Extracted data entries
[start]
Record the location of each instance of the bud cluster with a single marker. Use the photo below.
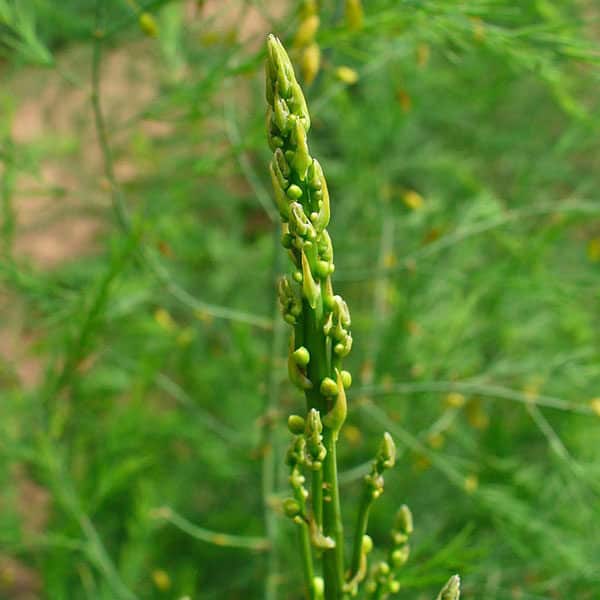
(302, 199)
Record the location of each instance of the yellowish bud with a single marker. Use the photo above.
(307, 31)
(148, 24)
(310, 62)
(347, 75)
(354, 14)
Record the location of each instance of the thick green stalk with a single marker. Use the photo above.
(333, 560)
(321, 320)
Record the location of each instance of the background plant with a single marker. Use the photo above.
(142, 360)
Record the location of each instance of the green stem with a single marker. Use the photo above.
(307, 563)
(361, 530)
(317, 497)
(333, 560)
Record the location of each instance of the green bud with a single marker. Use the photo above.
(318, 588)
(280, 67)
(315, 450)
(301, 356)
(148, 24)
(335, 418)
(297, 377)
(294, 192)
(296, 424)
(404, 520)
(400, 556)
(282, 163)
(291, 507)
(328, 387)
(302, 158)
(451, 591)
(322, 269)
(310, 287)
(281, 115)
(386, 456)
(346, 378)
(298, 104)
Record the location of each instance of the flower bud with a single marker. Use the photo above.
(386, 456)
(310, 62)
(296, 424)
(328, 387)
(148, 24)
(404, 520)
(354, 14)
(346, 378)
(291, 507)
(301, 356)
(399, 556)
(451, 591)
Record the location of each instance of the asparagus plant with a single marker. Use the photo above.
(319, 342)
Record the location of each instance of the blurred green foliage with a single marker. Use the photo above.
(145, 368)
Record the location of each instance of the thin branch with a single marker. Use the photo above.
(461, 235)
(482, 389)
(124, 219)
(235, 139)
(226, 540)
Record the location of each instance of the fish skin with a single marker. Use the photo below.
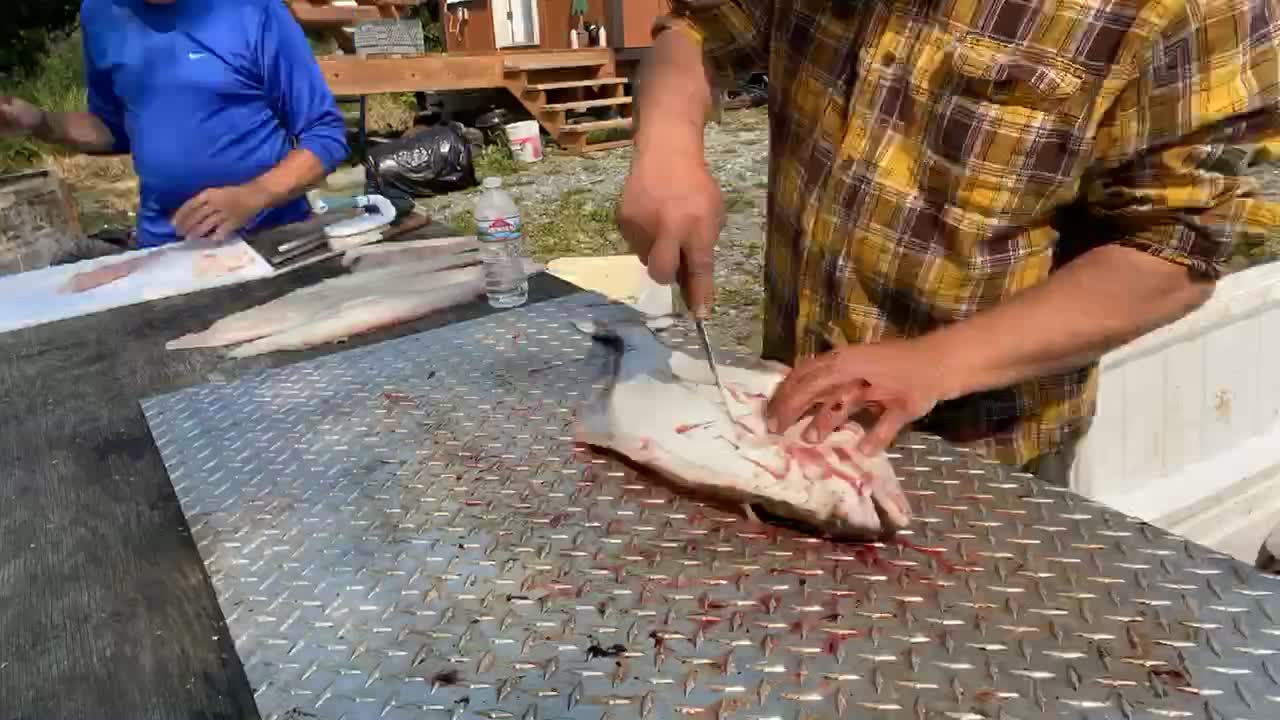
(359, 315)
(302, 305)
(373, 256)
(661, 409)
[end]
## Requirement
Could you turn the data above into a numbered list, skipping any blank lines and leaving out the pictures?

## Output for this task
1. Record the location of each instance of the bud cluster with a single marker. Use the photo below.
2. (302, 199)
3. Record the location of each instance of the yellowish bud with a single marker. Use the photo above.
4. (307, 31)
5. (148, 24)
6. (310, 62)
7. (347, 75)
8. (354, 14)
9. Record the location of each instance of the thick green stalk with a single marker. Use the photo above.
10. (333, 560)
11. (321, 320)
12. Record the location of each instance of the background plant with a single marker. Use the photo above.
13. (142, 360)
14. Record the location of each instance of the green stem with a single marker. Use the photo above.
15. (307, 563)
16. (361, 530)
17. (317, 497)
18. (333, 560)
19. Record the location of each instance of the green bud with a single marker. Use the photo above.
20. (318, 588)
21. (280, 67)
22. (315, 450)
23. (301, 356)
24. (148, 24)
25. (335, 418)
26. (297, 377)
27. (294, 192)
28. (296, 424)
29. (404, 520)
30. (400, 556)
31. (282, 163)
32. (291, 507)
33. (328, 387)
34. (302, 158)
35. (451, 591)
36. (322, 269)
37. (310, 287)
38. (281, 115)
39. (386, 456)
40. (346, 378)
41. (298, 104)
42. Record the location of each instance of the flower bud with a single marker. Use the photo above.
43. (386, 456)
44. (310, 62)
45. (296, 424)
46. (328, 387)
47. (148, 24)
48. (404, 520)
49. (354, 14)
50. (346, 378)
51. (291, 507)
52. (301, 356)
53. (399, 556)
54. (451, 591)
55. Record the location of each instance of the asparagus plant with a single marker. Use the photo above.
56. (319, 342)
57. Record the location of each instance of the blurred green foliage with a single marker. Use the photo above.
58. (145, 368)
59. Record the location of each instance of the thin branch with a single marker. Use the photo above.
60. (461, 235)
61. (482, 389)
62. (124, 219)
63. (235, 139)
64. (226, 540)
65. Record the location of each instance of the fish skin with a single marker. Use the photo below.
66. (359, 315)
67. (302, 305)
68. (373, 256)
69. (661, 409)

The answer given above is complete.